■ **ABOUT THIS TASK**
Please transcribe the entries below exactly and leave out every picture.
Start of Block
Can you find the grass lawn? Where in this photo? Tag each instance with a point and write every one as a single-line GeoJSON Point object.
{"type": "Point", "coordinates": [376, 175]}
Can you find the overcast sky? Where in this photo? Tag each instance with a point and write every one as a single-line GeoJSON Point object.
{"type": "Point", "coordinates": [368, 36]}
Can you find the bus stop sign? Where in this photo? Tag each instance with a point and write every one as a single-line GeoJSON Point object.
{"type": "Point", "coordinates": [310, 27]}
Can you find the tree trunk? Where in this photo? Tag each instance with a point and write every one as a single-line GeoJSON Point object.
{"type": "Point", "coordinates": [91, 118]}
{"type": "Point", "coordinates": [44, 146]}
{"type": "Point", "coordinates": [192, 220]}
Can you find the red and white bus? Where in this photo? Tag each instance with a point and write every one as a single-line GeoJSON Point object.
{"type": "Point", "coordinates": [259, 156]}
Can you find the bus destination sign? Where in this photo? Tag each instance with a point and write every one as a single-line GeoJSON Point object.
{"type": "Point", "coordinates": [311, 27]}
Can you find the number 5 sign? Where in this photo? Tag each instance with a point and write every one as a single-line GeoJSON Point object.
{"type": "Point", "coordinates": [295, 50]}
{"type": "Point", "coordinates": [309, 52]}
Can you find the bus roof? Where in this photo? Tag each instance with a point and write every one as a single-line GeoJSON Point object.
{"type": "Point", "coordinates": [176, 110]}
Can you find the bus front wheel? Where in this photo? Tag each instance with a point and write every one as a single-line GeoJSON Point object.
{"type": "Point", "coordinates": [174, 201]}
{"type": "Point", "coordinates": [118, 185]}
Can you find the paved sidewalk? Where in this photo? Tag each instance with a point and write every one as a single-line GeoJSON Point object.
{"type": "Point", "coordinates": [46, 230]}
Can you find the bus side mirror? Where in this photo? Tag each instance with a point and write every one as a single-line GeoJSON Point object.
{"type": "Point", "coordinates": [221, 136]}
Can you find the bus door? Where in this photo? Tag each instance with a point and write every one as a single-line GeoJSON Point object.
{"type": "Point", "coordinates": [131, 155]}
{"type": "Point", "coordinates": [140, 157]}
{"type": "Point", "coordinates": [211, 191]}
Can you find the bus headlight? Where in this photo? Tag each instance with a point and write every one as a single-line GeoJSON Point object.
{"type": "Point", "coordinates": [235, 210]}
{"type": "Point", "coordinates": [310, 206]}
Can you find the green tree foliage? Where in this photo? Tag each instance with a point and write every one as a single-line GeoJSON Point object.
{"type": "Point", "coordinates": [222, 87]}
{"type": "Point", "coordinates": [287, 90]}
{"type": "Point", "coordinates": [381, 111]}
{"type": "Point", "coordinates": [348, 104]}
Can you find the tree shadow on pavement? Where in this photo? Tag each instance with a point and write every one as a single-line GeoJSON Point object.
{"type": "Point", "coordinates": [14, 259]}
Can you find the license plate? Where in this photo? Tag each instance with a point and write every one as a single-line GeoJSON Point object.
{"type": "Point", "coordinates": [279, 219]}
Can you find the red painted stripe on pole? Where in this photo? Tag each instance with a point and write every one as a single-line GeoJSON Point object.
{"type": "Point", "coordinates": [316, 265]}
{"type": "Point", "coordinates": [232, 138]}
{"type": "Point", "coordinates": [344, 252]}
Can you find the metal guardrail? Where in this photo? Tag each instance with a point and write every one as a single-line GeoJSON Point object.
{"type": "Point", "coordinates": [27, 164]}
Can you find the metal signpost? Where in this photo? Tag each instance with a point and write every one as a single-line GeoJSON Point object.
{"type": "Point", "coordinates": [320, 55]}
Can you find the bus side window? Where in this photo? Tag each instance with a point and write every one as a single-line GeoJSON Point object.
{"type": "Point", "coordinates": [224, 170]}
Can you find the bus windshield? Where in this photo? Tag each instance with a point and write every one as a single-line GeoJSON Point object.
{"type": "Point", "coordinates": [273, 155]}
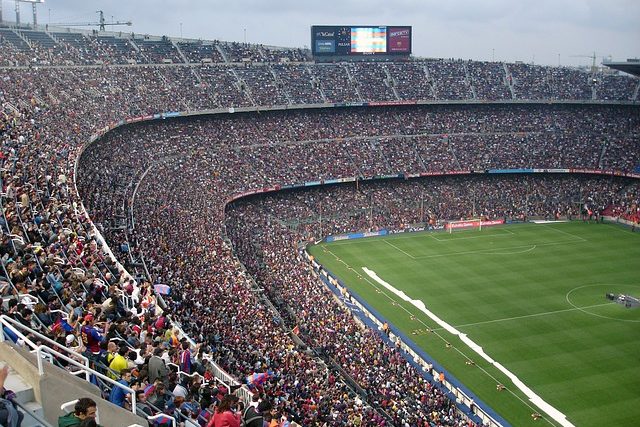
End of Block
■ **SOLUTION TO THE EXERCISE**
Can you find the grass lawn? Where in this photo? Tag each instance with a point and write every one as a single-line GeoJSON Point object.
{"type": "Point", "coordinates": [376, 175]}
Can you find the overcast sky? Where in this photo? Tag each instance with a point and write every one as a single-line GeoJSON Point object.
{"type": "Point", "coordinates": [368, 36]}
Can you find the bus stop sign? Where in this photo? Tag each instance with a point and write every one as a single-line GeoJSON Point object.
{"type": "Point", "coordinates": [310, 27]}
Can you find the tree trunk? Where in this photo? Tag each instance with a point and write every one as a single-line GeoJSON Point object.
{"type": "Point", "coordinates": [91, 118]}
{"type": "Point", "coordinates": [44, 146]}
{"type": "Point", "coordinates": [192, 220]}
Can you find the red and white bus? Where in this photo? Tag each instance with a point and write every one as a single-line GeoJSON Point object.
{"type": "Point", "coordinates": [259, 156]}
Can you find the bus destination sign? Where in this photo? Tag each instance with a point and write every one as a single-line GeoJSON Point object.
{"type": "Point", "coordinates": [311, 27]}
Can you find the number 5 sign? Where in this photo? Tag each instance with a point and write every one as a single-line GeoJSON Point object.
{"type": "Point", "coordinates": [295, 50]}
{"type": "Point", "coordinates": [309, 52]}
Can you find the bus roof? Where in this photo? Tag each instance with a point and write every one as a single-line GeoJSON Point object.
{"type": "Point", "coordinates": [176, 110]}
Can you find the bus front wheel? Where in this photo? Tag each instance with a point and write every one as a single-line GeoJSON Point object.
{"type": "Point", "coordinates": [174, 201]}
{"type": "Point", "coordinates": [118, 185]}
Can you find the paved sidewalk? Where in this photo? Tag each instance with a point and write every one as a single-line GeoJSON Point object.
{"type": "Point", "coordinates": [46, 230]}
Can you find the bus side mirror? Where in this photo? Tag each instance with a point and write every one as a single-line GeoJSON Point object.
{"type": "Point", "coordinates": [221, 136]}
Can you find the bus door? Where in this photo? Tag each instance with a point and write every one as a single-line GeoJSON Point object.
{"type": "Point", "coordinates": [131, 155]}
{"type": "Point", "coordinates": [140, 157]}
{"type": "Point", "coordinates": [211, 191]}
Can you find the bus headlight? Where in this photo? Tag each instance with a point and write every one as a single-line GeoJSON Point object.
{"type": "Point", "coordinates": [235, 210]}
{"type": "Point", "coordinates": [310, 206]}
Can you find the green tree foliage? Where in this photo? Tag each instance with a point and write every one as a single-line GeoJSON Point object.
{"type": "Point", "coordinates": [222, 87]}
{"type": "Point", "coordinates": [287, 90]}
{"type": "Point", "coordinates": [381, 111]}
{"type": "Point", "coordinates": [348, 104]}
Can you find the tree shadow on pavement? Where in this photo? Tag each instance with a point and write every one as a single-line GeoJSON Point object.
{"type": "Point", "coordinates": [14, 259]}
Can you find the license plate? Where in this photo? Tag each instance with a point and write every one as a single-line GeoJSON Point object.
{"type": "Point", "coordinates": [279, 219]}
Can you find the red painted stripe on pole? Where in this photo? Tag each instance with a point and write every one as a single-line GeoJSON Point object.
{"type": "Point", "coordinates": [316, 265]}
{"type": "Point", "coordinates": [232, 138]}
{"type": "Point", "coordinates": [344, 252]}
Can you find the metal guardrail? Where in this photo? Tag each instance with a point and write every one as a single-line GeoJSON Point object.
{"type": "Point", "coordinates": [27, 164]}
Can you find the metal signpost? Where in this photo? Tag each instance with a point and write every one as a single-line GeoJSON Point object.
{"type": "Point", "coordinates": [320, 55]}
Can you find the bus side window? Where in this photo? Tag each instance with a point and write every one as a single-line GeoJSON Point object.
{"type": "Point", "coordinates": [224, 170]}
Can you find the bus windshield? Where in this photo? Tag each instance with a point and write every one as a single-line GeoJSON Point object.
{"type": "Point", "coordinates": [273, 155]}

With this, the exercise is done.